Information given:
== Segment start ==
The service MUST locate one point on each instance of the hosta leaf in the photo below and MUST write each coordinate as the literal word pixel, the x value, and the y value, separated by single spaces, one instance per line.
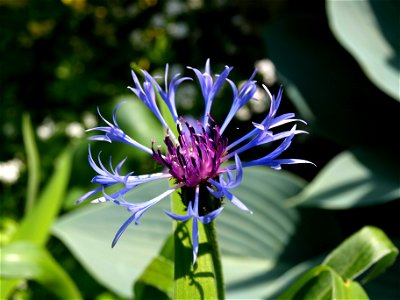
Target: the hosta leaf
pixel 369 30
pixel 368 249
pixel 353 178
pixel 260 237
pixel 30 261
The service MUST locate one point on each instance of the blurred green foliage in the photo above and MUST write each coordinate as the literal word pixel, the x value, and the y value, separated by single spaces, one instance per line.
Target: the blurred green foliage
pixel 59 60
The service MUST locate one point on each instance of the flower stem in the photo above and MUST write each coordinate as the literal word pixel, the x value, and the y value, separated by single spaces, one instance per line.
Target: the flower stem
pixel 211 232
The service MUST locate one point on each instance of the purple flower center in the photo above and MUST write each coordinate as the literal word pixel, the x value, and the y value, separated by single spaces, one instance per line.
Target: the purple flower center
pixel 196 156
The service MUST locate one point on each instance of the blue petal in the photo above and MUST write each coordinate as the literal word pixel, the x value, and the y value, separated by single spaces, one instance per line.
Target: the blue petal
pixel 122 229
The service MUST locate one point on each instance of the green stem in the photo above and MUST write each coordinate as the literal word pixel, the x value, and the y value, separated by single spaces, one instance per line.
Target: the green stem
pixel 211 232
pixel 204 279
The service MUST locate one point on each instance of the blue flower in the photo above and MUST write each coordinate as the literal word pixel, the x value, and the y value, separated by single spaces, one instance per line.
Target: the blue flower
pixel 197 160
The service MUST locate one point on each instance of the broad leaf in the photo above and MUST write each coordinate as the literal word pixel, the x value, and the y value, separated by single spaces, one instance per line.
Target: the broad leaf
pixel 260 237
pixel 35 226
pixel 30 261
pixel 322 282
pixel 369 30
pixel 353 178
pixel 368 249
pixel 333 95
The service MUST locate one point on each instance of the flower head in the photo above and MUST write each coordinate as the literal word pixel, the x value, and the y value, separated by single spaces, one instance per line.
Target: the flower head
pixel 197 159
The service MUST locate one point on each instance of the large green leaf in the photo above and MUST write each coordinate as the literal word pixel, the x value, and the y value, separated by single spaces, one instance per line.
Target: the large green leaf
pixel 327 85
pixel 322 282
pixel 35 226
pixel 259 238
pixel 369 249
pixel 369 30
pixel 353 178
pixel 30 261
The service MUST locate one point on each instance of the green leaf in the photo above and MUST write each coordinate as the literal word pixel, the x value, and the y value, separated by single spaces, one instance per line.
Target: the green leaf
pixel 322 282
pixel 157 280
pixel 30 261
pixel 88 232
pixel 160 275
pixel 35 226
pixel 368 249
pixel 33 161
pixel 367 29
pixel 351 179
pixel 333 95
pixel 250 244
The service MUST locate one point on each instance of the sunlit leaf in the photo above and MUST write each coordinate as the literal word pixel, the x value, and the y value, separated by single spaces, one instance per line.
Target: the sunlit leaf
pixel 260 237
pixel 368 249
pixel 333 95
pixel 367 29
pixel 30 261
pixel 35 226
pixel 33 161
pixel 353 178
== Segment end ==
Exercise prompt:
Pictures stay out. Everything else in the listing gets printed exactly.

Response area:
The service MUST locate one point on each instance of the hosta leaf in the photo below and MUST write each coordinate as the literal word pixel, the x value, and the y value, separated by single spaces, one instance per line.
Target: the hosta leaf
pixel 369 30
pixel 368 249
pixel 353 178
pixel 260 237
pixel 30 261
The service MUST locate one point on each instance of the blurred green foliage in the photo above and MUST write each coordinate as the literal word pixel, the x value, and the y value, separated by single spaces, one instance per line.
Target: the blurred green foliage
pixel 59 60
The service MUST locate one point on each instance of the flower stem in the photo above and MUST write each coordinate as the literal word pixel, the x value, and the y value, separated by single spaces, one instance per line.
Target: the flower stem
pixel 211 232
The service MUST locate one point on each instance of the purple flower center in the photo above and MUST write each coordinate as the literal word pixel, the x value, and the y value, separated by single spaces, one instance per line.
Target: the purple flower center
pixel 196 156
The service MUST locate one point on each instance of the blue petal in the photo above and MUST write each coordinate as the literal word pixel, the x value, and the y value, separated by single spaces, one instance per line.
Target: the blue petal
pixel 122 229
The service MUST locate one point on each instance of the green stem in the photo above and MUST write each coordinate as the literal word pixel, the x value, and the y value, separated by single spaces, one instance per line.
Target: the green stem
pixel 211 232
pixel 204 279
The service MUST locate one point on each instance of the blue flower in the photo above and MUST write each coordinate as the literal word pixel, the x value, and the y value, separated by single spaces, one instance per line.
Target: the blue flower
pixel 197 160
The service MUST locate one point on each instance of the broad leaf in the photo above and MUST write each coordinate as the literal word pixel, the x value, and the y value, separated by single spaces, one instance per line.
Target: the broad leaf
pixel 260 237
pixel 35 226
pixel 30 261
pixel 322 282
pixel 369 30
pixel 353 178
pixel 368 249
pixel 333 95
The service MUST locate one point on each instance of the flower head in the photo above and MUST write each coordinate as the literal word pixel, the x value, and the y value, separated by single spaces, one instance per line.
Target: the flower head
pixel 197 159
The service MUST locate one point on each instance of the large green leaf in the photo above and MUST write each coordinate as the literal word pixel, the x value, and the y value, separated by single spaces, one instance per line.
Target: the large green leaf
pixel 327 85
pixel 322 282
pixel 35 226
pixel 259 238
pixel 369 249
pixel 369 30
pixel 353 178
pixel 30 261
The service MUST locate one point on each instance of the green leaf in the photo above and MUST write each coordinate as the literal word pixel, the x value, and the y value, separated by single spaces, one instance per line.
Target: the green leaf
pixel 322 282
pixel 157 280
pixel 30 261
pixel 88 232
pixel 160 275
pixel 35 226
pixel 368 249
pixel 33 161
pixel 367 29
pixel 351 179
pixel 333 95
pixel 250 244
The service MUST locate one point on each instance of the sunlit leaf in the photo above and MUST write each coordinate as the literal word pixel, the x value, and the y value, separated by single spaces, one instance per line.
Target: the sunlit leaf
pixel 260 237
pixel 368 249
pixel 333 95
pixel 367 29
pixel 30 261
pixel 35 226
pixel 33 161
pixel 353 178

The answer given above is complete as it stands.